* Start DOCUMENT *

For many interesting models, including all the models in this package, the posterior distribution of \(z\)

\begin{align} p(z\mid x) & =\frac{p(x \mid z)p(z)}{p(x)}, \end{align}

is intractable because the denominator, which is defined via integral cannot be computed analytically:

\begin{align} p(x) & =\int p(x\mid z)p(z)\, dz. \end{align}

Approximating the posterior#

With variational inference [1], we cast the problem of finding the posterior distribution into an optimization problem by minimizing the KL divergence between an approximate posterior distribution \(q\) that belongs to some family of approximate densities \(Q\) and the true posterior. As an example, if \(Q\) is the family of multivariate Gaussians, then we would like to find the a mean and covariance matrix that best approximate the true posterior.

Abstraction of the variational inference problem.

Abstraction of the variational inference problem. We seek to find an approximate posterior distribution that minimizes the KL divergence. Figure credit: Jeffrey Regier.#

Using Bayes Rule, we may rewrite this problem into something we can actually compute.

\begin{align} q^\star &= \mathop{\arg \min}_{q \in Q} \; \mathrm{KL}(\,q(z)\, \| \,p(z \mid x)\,)\\ &= \mathop{\arg \min}_{q \in Q} \; \mathbb E_{q} \left[ \log q(z) - \log p(z \mid x) \right]\\ &= \mathop{\arg \min}_{q \in Q} \; \mathbb E_{q} \left[ \log q(z) - \log p(z, x) \right] + \log p(x)\\ &= \mathop{\arg \min}_{q \in Q} \; \mathbb E_{q} \left[ \log q(z) - \log p(z, x) \right]. \end{align}

Manipulation of the last line allows us to rewrite the optimization problem as

\begin{align} q^\star &= \mathop{\arg \max}_{q \in Q} \; \mathbb E_{q} \left[\log p(x \mid z)\right] - \mathrm{KL}(\,q(z)\, \| \,p(z)\,) \end{align}

where the first term is often called the “reconstruction error” and the second term as the KL divergence or “regularizer”. Presenting the problem this way reveals that the approximate posterior should provide samples that results in high probability of the data (reconstruction) while also being “close” to the prior \(p(z)\) (KL divergence).

End to end learning#

So far we have an optimization problem that enables us to learn an approximation of the true posterior. It is often also the case that we have model parameters \(\theta\), which may be unknown, such that we can write the probability of the data as \(p_\theta(x)\). In the case of scVI, \(\theta\) would include the parameters of the decoder neural networks.

* End DOCUMENT *
* Start SUPPLIED RECORDS *

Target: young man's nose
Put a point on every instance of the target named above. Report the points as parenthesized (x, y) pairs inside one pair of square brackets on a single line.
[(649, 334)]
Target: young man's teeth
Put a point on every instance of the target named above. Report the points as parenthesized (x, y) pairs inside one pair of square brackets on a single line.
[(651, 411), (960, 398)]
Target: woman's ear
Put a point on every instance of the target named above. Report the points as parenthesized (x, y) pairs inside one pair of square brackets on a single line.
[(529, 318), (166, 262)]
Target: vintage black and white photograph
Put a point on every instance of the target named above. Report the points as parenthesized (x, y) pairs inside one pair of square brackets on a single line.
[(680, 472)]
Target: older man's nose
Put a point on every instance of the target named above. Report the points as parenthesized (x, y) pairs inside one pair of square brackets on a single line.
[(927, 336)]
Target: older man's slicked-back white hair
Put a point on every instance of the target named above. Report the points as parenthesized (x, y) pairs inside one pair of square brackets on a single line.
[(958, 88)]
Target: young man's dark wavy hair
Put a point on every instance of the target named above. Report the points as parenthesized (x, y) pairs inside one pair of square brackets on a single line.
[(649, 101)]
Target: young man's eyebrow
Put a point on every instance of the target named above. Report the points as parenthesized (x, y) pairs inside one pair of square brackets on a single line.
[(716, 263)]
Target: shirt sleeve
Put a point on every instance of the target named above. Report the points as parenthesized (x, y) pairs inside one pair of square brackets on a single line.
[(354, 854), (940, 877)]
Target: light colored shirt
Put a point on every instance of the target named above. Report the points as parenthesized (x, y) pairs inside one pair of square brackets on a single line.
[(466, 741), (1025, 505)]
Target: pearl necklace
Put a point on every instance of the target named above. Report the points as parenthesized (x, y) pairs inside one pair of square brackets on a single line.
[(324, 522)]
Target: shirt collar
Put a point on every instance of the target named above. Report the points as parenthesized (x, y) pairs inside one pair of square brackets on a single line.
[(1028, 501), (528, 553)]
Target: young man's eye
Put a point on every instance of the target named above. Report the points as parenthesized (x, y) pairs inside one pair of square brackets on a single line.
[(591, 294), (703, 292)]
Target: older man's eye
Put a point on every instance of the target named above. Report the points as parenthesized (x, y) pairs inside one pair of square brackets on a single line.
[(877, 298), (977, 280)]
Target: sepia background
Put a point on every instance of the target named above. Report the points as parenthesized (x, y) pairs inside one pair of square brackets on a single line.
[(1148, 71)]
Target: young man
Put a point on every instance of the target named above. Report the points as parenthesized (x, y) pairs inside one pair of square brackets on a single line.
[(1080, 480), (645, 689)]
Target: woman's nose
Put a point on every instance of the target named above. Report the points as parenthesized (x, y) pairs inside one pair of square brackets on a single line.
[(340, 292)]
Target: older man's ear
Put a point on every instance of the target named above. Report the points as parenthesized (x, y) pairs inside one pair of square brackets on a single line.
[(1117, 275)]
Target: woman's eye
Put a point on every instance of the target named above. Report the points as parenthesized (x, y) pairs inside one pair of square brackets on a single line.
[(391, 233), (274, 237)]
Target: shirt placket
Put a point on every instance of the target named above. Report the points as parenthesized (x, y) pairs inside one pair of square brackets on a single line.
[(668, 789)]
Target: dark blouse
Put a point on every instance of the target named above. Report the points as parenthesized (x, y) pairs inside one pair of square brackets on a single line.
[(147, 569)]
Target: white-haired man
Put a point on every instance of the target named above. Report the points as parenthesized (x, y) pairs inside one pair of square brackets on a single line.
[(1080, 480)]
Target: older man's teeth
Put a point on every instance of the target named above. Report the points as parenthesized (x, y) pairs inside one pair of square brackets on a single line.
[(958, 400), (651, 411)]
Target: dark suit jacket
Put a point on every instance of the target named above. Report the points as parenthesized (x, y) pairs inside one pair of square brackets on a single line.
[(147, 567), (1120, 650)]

* End SUPPLIED RECORDS *

__TASKS TO PERFORM__
(a) On the variational inference page, what is the first term of the rewritten optimization problem often called?
(b) Can you lay out the listing lines from the one containing "Target: older man's nose" down to the one containing "[(649, 101)]" as a Markdown table with the columns Row and Listing line, leaving out any blank lines?

__SOLUTIONS FOR EACH TASK__
(a) The "reconstruction error"

(b)
| Row | Listing line |
|---|---|
| 1 | Target: older man's nose |
| 2 | Put a point on every instance of the target named above. Report the points as parenthesized (x, y) pairs inside one pair of square brackets on a single line. |
| 3 | [(927, 336)] |
| 4 | Target: older man's slicked-back white hair |
| 5 | Put a point on every instance of the target named above. Report the points as parenthesized (x, y) pairs inside one pair of square brackets on a single line. |
| 6 | [(958, 88)] |
| 7 | Target: young man's dark wavy hair |
| 8 | Put a point on every instance of the target named above. Report the points as parenthesized (x, y) pairs inside one pair of square brackets on a single line. |
| 9 | [(649, 101)] |